>> Start Given data

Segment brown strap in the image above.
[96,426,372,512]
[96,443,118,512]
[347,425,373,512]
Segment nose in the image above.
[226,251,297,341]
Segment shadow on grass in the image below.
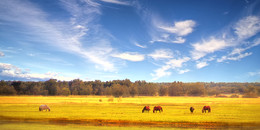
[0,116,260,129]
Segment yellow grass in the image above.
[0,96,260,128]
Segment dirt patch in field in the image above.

>> End Given data

◆ Problem description ◆
Copy the records again, starting at the line "Segment shadow on grass in the image below." and ending at the last line of the records, with "grass" swapped for "turf" and everything else left as it is. Leave the pictures out of your copy.

◆ Response ◆
Segment shadow on turf in the image below.
[0,116,260,129]
Segment yellow turf in the image above.
[0,96,260,128]
Segment dirt patch in field in the image above.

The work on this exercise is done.